» O que se pede: Disponha todas as entradas abaixo em uma lista numerada, omitindo as linhas em branco.
━━━━━ Material do exercício
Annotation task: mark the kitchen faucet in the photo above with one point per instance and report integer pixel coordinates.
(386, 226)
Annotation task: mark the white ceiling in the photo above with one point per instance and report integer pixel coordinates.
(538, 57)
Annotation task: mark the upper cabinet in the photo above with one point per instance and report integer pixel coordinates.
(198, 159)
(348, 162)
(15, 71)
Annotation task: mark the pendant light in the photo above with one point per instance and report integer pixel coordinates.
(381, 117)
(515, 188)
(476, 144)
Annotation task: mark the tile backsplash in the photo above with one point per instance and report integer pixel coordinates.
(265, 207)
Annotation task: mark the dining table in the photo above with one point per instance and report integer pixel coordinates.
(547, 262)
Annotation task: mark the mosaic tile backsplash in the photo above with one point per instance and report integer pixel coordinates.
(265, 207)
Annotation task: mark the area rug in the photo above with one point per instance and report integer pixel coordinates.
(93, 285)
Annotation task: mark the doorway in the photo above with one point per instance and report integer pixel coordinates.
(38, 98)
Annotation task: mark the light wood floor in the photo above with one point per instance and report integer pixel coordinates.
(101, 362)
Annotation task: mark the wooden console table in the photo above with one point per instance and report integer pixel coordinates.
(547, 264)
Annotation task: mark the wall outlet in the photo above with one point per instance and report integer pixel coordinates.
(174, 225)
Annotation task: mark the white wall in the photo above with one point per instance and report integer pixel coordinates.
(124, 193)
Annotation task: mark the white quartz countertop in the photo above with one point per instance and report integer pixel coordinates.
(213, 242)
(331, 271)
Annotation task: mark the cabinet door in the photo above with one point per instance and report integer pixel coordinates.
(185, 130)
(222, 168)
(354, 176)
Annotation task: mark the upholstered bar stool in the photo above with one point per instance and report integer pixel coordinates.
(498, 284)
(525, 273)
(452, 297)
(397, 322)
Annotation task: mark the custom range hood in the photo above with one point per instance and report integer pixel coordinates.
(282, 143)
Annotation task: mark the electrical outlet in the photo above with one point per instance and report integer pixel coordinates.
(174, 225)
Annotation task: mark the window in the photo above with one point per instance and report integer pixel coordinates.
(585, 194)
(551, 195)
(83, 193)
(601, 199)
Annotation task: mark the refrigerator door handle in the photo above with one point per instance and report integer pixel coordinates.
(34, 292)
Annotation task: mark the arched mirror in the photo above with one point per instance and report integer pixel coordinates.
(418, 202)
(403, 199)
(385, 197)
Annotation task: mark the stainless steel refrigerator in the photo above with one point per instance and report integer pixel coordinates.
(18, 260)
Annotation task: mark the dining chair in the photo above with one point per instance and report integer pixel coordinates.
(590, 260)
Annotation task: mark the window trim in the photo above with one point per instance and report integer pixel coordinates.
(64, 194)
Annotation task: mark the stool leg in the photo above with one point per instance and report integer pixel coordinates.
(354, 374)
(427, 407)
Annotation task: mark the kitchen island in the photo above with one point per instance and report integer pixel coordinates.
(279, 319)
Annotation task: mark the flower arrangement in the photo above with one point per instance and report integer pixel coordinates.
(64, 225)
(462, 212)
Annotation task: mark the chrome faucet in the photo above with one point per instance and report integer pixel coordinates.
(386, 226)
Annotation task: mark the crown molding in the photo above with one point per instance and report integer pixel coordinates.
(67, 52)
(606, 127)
━━━━━━━━━━
» Resposta à tarefa:
1. Annotation task: mark the kitchen faucet in the photo above with one point per instance and report integer pixel coordinates.
2. (386, 226)
3. Annotation task: mark the white ceiling in the photo above with one point per instance and report integer pixel coordinates.
4. (538, 57)
5. Annotation task: mark the upper cabinet in the photo above with one point per instance and report integer pixel coordinates.
6. (198, 159)
7. (348, 162)
8. (15, 71)
9. Annotation task: mark the pendant light in the photo above with one point per instance and report integer pixel coordinates.
10. (381, 117)
11. (515, 188)
12. (476, 144)
13. Annotation task: mark the tile backsplash in the photo above with one point per instance and report integer pixel coordinates.
14. (265, 207)
15. Annotation task: mark the dining table in the photo above with one point per instance and report integer pixel coordinates.
16. (547, 262)
17. Annotation task: mark the mosaic tile backsplash in the photo above with one point per instance and report integer pixel coordinates.
18. (265, 207)
19. Annotation task: mark the area rug in the photo above with one point per instance and report integer pixel coordinates.
20. (93, 285)
21. Annotation task: mark the doorway in the photo above with one point per instance and report integer pixel coordinates.
22. (38, 98)
23. Annotation task: mark the light wood floor in the photo above with one point per instance and report integer pixel coordinates.
24. (101, 362)
25. Annotation task: mark the wooden console table in the photo above with one point per instance and report integer pixel coordinates.
26. (547, 264)
27. Annotation task: mark the wall outlet in the photo above with one point per instance and report integer pixel coordinates.
28. (174, 225)
29. Annotation task: mark the white wall in the photo above with one point per instance and report integer pixel coordinates.
30. (124, 193)
31. Annotation task: mark the white quartz countertop in the photo above with one point per instance and report integer pixel coordinates.
32. (213, 242)
33. (331, 271)
34. Annotation task: mark the cabinet door in the photo above with one point per instance and report integer pixel coordinates.
35. (185, 130)
36. (222, 168)
37. (354, 176)
38. Annotation task: mark the upholstered bar stool in the photo above with one point per instance and report integer pixel coordinates.
39. (498, 284)
40. (525, 273)
41. (452, 297)
42. (397, 322)
43. Annotation task: mark the custom range hood in the photo above with one point per instance and report integer pixel coordinates.
44. (282, 143)
45. Annotation task: mark the electrical outlet in the photo above with one point per instance and report integer pixel coordinates.
46. (174, 225)
47. Annotation task: mark the window in the photo above with one point per instance and report integer pixel coordinates.
48. (585, 194)
49. (551, 195)
50. (83, 193)
51. (601, 199)
52. Annotation task: mark the refrigerator door handle in the photo above with one point per instance and report integer pixel coordinates.
53. (34, 292)
54. Annotation task: mark the arched mirror in the photo above with one point per instance and report integer pixel coordinates.
55. (418, 202)
56. (403, 199)
57. (385, 197)
58. Annotation task: mark the stainless steel refrigerator in the photo above with one point per instance and report integer pixel coordinates.
59. (18, 260)
60. Annotation task: mark the dining chair in the photo above with one point per instance and report integer pixel coordinates.
61. (590, 260)
62. Annotation task: mark the window trim in the photo above with one point per instance and report integer pixel coordinates.
63. (64, 194)
64. Annotation task: mark the stool leg in the photo above with one point per instance and report integer pixel coordinates.
65. (354, 374)
66. (427, 407)
67. Annotation task: mark the kitchen island in the photo above with one point per instance and report integer pixel coordinates.
68. (279, 319)
69. Annotation task: mark the flower arrangement in the photo above with one point per instance and report integer pixel coordinates.
70. (64, 225)
71. (462, 212)
72. Annotation task: mark the chrome faucet in the photo above with one point per instance and report integer pixel coordinates.
73. (386, 226)
74. Annotation task: mark the crown molding in the photo above with one point per instance and report integer pixel coordinates.
75. (67, 52)
76. (606, 127)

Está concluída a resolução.